**What is expected:** Check every line of the data below for the word "pancake" and say how many have it, without further comment.

Records excerpted from a collection:
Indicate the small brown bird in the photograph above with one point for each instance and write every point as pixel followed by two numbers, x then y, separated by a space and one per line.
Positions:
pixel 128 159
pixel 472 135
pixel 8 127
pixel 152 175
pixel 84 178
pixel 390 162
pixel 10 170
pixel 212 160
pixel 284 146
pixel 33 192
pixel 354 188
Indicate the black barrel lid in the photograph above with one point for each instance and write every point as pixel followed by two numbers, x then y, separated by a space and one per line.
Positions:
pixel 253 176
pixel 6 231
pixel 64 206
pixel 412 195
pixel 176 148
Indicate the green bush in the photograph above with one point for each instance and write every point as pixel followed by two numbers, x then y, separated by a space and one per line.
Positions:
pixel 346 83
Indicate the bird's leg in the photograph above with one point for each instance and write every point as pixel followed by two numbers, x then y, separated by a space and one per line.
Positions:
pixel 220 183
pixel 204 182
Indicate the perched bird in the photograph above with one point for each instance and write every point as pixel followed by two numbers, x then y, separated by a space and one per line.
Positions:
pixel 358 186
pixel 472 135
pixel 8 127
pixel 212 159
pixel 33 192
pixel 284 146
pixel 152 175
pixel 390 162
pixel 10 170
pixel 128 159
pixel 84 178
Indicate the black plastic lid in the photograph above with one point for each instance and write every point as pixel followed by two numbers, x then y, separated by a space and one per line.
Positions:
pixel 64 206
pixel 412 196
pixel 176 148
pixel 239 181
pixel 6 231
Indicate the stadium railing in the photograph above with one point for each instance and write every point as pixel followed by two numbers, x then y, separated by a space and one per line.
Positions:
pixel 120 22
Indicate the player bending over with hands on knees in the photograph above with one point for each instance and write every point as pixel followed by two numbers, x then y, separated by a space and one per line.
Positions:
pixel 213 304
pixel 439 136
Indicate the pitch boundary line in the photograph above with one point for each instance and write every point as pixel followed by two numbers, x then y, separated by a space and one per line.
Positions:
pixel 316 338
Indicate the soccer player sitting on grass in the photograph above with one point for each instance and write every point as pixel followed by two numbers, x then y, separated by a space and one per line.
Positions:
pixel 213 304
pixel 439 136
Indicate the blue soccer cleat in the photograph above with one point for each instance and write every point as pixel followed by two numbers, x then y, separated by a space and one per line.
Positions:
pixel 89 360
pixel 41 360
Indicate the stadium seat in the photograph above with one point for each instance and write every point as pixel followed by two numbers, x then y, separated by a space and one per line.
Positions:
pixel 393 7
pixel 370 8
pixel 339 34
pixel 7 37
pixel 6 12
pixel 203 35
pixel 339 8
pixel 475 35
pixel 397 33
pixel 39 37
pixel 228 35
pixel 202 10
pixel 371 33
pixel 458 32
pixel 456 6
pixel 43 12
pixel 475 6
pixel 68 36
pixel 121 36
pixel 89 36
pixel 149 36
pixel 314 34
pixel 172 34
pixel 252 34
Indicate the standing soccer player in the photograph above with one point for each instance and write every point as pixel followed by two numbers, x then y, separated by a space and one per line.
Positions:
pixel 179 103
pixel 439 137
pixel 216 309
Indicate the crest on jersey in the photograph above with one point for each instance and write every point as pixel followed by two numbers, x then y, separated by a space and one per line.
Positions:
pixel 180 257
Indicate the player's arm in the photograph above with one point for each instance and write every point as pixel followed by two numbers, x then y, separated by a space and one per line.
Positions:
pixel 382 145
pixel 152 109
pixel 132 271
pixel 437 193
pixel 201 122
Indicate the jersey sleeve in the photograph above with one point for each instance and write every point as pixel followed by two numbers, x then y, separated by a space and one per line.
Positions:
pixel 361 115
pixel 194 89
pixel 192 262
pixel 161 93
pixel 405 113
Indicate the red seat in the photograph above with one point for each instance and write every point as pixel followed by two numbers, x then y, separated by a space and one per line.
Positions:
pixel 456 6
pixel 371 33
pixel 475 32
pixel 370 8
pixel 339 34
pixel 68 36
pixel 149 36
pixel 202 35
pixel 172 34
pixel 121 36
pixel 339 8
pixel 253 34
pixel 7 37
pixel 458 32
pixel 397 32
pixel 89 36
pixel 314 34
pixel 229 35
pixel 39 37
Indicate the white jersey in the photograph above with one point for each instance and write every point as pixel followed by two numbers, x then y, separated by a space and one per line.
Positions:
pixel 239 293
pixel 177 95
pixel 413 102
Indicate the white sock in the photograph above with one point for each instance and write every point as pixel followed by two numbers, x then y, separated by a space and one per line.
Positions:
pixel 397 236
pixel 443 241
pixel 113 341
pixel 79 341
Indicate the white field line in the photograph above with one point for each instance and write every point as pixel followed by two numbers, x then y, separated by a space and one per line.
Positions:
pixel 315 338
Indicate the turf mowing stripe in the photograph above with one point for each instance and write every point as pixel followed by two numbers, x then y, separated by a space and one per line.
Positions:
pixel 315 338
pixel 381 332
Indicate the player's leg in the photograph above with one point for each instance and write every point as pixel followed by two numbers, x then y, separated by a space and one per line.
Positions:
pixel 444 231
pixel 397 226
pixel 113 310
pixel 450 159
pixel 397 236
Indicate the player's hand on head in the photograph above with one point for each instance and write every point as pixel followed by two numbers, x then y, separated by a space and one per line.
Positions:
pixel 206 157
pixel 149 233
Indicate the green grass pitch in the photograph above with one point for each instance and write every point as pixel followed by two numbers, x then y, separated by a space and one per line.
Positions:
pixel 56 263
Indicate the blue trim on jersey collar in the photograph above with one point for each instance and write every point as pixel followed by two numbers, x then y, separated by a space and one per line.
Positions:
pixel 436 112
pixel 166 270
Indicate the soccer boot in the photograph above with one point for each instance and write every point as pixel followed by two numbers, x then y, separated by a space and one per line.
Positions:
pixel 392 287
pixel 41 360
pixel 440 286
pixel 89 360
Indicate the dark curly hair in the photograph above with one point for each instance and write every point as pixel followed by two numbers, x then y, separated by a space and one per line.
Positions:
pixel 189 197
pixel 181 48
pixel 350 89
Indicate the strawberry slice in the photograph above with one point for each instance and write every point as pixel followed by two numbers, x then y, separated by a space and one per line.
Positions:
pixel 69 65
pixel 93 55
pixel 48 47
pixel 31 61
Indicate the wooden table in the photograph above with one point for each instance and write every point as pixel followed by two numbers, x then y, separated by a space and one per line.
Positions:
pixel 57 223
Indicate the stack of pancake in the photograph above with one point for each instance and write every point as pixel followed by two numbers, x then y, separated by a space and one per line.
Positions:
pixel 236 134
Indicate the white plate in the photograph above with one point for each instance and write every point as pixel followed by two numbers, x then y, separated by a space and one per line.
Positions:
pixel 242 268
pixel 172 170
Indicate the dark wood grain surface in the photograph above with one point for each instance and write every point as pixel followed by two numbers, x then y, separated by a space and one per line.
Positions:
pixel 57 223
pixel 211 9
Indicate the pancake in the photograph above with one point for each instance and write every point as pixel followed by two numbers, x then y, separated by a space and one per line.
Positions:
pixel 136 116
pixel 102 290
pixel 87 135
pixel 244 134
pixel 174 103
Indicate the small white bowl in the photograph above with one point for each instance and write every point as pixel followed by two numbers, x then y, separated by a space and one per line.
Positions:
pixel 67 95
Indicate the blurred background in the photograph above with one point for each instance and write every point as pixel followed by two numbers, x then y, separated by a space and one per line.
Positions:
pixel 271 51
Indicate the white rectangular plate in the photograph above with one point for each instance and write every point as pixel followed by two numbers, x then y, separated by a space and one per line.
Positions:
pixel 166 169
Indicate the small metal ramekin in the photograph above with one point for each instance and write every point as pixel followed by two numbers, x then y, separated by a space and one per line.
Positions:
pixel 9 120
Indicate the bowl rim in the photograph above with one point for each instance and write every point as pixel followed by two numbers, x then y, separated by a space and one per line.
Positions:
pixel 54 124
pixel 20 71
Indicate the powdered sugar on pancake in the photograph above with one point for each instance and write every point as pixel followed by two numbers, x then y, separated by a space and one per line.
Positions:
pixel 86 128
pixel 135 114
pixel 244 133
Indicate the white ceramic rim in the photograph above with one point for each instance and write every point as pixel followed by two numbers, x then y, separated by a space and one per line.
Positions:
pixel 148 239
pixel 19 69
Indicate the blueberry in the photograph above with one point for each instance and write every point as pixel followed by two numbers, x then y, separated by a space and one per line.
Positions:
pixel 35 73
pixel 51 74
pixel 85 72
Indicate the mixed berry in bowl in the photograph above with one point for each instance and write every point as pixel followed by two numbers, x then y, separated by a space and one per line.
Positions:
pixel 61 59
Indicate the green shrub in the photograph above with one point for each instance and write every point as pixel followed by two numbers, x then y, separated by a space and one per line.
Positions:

**Answer to this problem:** 3